# [What to work on]
In the records below, one line contains "</instance>". Print that line and every line after it exactly, down to the final one.

# [Data]
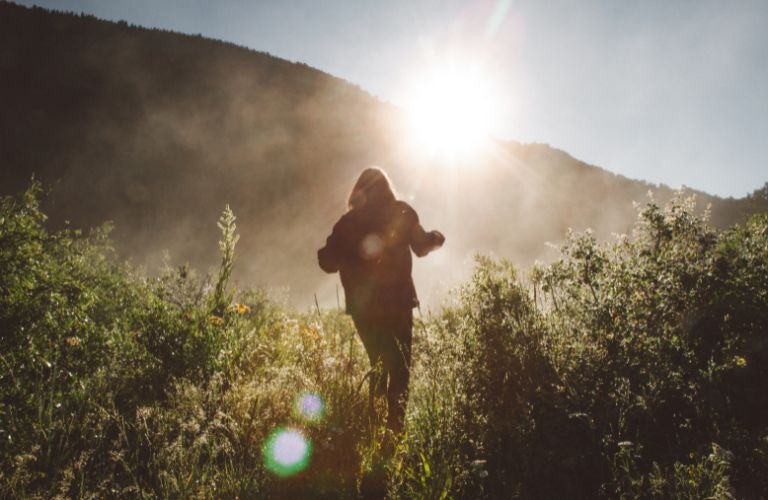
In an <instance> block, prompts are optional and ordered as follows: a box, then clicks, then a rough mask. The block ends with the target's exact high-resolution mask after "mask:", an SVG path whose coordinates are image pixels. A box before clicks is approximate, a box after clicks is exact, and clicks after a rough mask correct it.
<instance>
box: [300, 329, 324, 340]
mask: <svg viewBox="0 0 768 500" xmlns="http://www.w3.org/2000/svg"><path fill="white" fill-rule="evenodd" d="M301 332H302V333H303V334H304V336H306V337H308V338H310V339H312V340H320V334H319V333H318V332H317V330H315V329H314V328H307V327H304V328H303V329H302V331H301Z"/></svg>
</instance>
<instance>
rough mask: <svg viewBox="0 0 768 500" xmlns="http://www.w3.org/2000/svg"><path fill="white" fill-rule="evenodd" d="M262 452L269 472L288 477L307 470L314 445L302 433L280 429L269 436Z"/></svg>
mask: <svg viewBox="0 0 768 500" xmlns="http://www.w3.org/2000/svg"><path fill="white" fill-rule="evenodd" d="M262 451H263V453H264V465H265V466H266V468H267V470H269V471H271V472H273V473H274V474H275V475H277V476H279V477H288V476H292V475H294V474H296V473H298V472H301V471H303V470H304V469H306V468H307V465H308V464H309V457H310V456H311V455H312V445H311V443H310V442H309V441H308V440H307V438H305V437H304V435H303V434H302V433H301V431H299V430H297V429H291V428H280V429H276V430H275V431H274V432H272V434H270V435H269V437H268V438H267V442H266V444H265V445H264V448H263V450H262Z"/></svg>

# [Result]
</instance>
<instance>
rough mask: <svg viewBox="0 0 768 500" xmlns="http://www.w3.org/2000/svg"><path fill="white" fill-rule="evenodd" d="M262 452L269 472L288 477L307 470L314 445L302 433L280 429L269 436Z"/></svg>
mask: <svg viewBox="0 0 768 500" xmlns="http://www.w3.org/2000/svg"><path fill="white" fill-rule="evenodd" d="M262 451H263V453H264V465H265V466H266V468H267V470H269V471H271V472H273V473H274V474H275V475H277V476H279V477H288V476H292V475H294V474H296V473H298V472H301V471H303V470H304V469H306V468H307V465H308V464H309V457H310V456H311V455H312V445H311V443H310V442H309V441H308V440H307V438H305V437H304V435H303V434H302V433H301V431H299V430H297V429H291V428H280V429H276V430H275V431H274V432H272V434H270V435H269V437H268V438H267V442H266V444H265V445H264V448H263V450H262Z"/></svg>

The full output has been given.